## Begin Material for the task
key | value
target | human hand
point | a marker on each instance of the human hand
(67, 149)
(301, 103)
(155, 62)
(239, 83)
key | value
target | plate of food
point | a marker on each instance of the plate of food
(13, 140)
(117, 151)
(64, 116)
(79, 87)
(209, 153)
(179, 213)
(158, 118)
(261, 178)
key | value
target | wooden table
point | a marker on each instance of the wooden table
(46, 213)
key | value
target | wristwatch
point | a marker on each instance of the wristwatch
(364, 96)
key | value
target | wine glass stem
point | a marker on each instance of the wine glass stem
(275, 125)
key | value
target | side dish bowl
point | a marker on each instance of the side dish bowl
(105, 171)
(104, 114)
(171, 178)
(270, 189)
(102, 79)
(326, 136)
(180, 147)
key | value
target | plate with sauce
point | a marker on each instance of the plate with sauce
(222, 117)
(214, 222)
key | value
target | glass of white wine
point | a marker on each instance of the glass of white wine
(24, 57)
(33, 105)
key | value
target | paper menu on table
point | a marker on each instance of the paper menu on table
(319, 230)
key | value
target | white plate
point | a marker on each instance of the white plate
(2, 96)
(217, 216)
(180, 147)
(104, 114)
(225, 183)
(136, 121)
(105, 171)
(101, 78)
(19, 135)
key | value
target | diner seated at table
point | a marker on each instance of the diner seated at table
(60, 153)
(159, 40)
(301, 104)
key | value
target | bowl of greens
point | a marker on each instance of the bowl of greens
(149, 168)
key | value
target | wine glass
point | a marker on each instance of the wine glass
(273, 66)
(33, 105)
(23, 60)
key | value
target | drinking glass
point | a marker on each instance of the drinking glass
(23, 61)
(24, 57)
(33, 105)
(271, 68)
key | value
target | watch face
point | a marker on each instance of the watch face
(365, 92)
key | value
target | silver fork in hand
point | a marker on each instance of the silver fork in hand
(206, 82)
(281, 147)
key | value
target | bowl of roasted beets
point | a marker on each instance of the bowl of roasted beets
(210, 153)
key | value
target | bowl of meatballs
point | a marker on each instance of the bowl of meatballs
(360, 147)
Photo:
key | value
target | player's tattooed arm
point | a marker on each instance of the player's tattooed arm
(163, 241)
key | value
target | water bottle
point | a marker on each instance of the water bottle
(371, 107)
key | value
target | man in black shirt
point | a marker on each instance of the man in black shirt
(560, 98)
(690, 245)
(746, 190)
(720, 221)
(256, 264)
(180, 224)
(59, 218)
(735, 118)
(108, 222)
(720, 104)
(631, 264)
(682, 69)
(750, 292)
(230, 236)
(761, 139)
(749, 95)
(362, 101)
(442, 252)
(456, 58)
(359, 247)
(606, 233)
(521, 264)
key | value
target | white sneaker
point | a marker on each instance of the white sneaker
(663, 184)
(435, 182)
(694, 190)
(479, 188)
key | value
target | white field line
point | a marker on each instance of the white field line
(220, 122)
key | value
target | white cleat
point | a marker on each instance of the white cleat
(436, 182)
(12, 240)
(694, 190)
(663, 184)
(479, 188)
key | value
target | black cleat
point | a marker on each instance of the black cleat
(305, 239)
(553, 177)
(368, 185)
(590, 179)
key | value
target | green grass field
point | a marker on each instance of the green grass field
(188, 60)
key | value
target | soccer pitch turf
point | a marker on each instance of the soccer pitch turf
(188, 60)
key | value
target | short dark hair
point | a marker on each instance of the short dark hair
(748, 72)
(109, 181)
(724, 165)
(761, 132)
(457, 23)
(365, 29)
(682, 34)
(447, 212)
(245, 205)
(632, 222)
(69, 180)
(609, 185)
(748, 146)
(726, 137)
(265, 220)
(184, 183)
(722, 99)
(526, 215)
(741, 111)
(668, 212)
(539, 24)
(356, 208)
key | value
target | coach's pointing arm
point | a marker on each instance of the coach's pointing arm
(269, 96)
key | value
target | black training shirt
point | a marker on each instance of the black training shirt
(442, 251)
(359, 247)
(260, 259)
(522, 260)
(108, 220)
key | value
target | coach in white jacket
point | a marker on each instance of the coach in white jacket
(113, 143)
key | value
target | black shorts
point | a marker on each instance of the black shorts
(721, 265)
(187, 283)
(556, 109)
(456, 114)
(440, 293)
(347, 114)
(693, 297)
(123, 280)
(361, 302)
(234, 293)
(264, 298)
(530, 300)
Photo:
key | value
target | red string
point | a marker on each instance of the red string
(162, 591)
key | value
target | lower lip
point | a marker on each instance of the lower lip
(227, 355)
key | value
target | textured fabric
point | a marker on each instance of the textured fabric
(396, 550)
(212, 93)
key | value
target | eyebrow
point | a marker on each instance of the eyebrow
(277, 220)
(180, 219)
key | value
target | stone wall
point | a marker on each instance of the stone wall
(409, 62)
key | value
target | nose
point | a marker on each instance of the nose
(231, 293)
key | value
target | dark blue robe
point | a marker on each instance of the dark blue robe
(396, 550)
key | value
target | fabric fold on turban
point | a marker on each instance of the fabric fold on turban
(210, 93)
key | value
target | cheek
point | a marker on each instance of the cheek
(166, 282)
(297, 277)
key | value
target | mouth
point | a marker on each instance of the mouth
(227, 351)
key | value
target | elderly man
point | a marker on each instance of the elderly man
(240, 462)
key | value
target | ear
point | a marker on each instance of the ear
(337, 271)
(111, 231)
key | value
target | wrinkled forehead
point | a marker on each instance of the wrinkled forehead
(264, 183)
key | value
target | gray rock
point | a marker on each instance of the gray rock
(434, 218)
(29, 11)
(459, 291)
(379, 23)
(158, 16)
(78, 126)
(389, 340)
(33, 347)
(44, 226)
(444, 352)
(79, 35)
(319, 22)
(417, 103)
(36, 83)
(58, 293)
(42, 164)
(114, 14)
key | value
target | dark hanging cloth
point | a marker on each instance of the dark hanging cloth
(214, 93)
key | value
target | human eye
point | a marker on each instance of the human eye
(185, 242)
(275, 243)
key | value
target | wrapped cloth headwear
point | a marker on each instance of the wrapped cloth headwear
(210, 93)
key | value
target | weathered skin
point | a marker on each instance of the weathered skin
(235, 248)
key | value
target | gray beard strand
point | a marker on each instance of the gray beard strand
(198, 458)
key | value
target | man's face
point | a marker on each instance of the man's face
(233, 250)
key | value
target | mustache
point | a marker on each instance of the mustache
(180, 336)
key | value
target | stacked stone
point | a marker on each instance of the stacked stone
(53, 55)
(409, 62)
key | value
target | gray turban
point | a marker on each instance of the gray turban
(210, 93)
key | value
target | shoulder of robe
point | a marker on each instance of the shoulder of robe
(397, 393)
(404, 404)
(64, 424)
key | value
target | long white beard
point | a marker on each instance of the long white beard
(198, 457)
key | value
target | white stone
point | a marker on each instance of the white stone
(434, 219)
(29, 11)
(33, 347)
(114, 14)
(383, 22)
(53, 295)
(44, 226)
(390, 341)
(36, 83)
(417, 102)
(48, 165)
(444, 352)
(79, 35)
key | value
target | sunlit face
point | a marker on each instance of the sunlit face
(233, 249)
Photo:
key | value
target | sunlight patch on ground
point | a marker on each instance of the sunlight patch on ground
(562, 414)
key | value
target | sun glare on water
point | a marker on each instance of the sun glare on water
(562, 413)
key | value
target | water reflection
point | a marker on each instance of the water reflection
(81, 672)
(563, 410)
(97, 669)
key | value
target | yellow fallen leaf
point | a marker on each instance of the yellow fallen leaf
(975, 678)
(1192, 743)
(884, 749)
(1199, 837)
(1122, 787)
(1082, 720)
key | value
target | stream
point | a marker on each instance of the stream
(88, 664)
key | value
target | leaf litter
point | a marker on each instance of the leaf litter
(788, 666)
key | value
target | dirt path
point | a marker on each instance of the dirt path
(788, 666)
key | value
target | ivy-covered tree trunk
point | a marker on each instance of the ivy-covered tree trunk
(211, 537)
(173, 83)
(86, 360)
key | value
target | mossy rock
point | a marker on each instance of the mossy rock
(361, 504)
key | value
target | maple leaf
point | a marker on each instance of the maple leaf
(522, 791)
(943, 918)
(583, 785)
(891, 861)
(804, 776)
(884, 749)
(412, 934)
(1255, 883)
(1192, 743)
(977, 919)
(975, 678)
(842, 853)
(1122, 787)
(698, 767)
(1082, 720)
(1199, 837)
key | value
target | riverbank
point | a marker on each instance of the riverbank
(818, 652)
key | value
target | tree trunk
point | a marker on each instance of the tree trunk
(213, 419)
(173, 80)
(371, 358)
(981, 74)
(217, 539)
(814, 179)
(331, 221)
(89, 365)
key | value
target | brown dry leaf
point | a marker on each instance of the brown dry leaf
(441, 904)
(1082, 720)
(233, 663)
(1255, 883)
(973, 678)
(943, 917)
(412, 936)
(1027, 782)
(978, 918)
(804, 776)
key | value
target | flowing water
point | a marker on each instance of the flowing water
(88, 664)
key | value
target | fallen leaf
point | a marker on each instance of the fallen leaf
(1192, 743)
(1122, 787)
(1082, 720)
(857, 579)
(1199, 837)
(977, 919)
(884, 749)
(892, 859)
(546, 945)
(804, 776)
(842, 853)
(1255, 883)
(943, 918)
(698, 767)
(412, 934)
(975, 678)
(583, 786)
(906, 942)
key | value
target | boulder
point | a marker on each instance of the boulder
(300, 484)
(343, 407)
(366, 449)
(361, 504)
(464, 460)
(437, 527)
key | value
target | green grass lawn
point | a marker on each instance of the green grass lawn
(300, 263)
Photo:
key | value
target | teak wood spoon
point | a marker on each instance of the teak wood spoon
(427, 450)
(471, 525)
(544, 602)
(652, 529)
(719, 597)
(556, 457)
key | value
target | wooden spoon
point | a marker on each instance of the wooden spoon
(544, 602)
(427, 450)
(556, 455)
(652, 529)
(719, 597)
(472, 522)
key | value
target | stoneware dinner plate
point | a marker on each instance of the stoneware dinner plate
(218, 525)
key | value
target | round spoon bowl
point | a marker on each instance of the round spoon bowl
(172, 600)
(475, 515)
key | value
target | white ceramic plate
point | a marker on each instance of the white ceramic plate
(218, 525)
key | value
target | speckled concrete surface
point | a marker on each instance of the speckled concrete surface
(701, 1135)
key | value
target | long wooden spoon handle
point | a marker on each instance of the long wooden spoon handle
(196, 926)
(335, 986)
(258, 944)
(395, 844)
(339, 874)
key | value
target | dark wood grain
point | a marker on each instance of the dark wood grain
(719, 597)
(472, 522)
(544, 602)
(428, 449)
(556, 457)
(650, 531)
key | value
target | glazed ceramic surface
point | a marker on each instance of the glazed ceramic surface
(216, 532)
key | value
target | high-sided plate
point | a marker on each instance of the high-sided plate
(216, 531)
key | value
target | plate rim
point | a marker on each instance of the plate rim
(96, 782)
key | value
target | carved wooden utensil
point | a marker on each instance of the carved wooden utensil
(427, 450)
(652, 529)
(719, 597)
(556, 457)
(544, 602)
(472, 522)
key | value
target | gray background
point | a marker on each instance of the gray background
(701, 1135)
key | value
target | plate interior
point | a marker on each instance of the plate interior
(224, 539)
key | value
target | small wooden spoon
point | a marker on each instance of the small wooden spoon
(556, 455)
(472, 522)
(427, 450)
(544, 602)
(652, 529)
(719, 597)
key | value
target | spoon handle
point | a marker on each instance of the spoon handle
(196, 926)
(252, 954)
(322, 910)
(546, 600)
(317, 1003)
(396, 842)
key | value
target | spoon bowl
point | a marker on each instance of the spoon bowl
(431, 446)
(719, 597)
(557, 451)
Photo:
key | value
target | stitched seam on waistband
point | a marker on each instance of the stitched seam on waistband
## End Material for the task
How many lines in the entries above contain the string "cleat", where case counts? Reply with the number alone.

4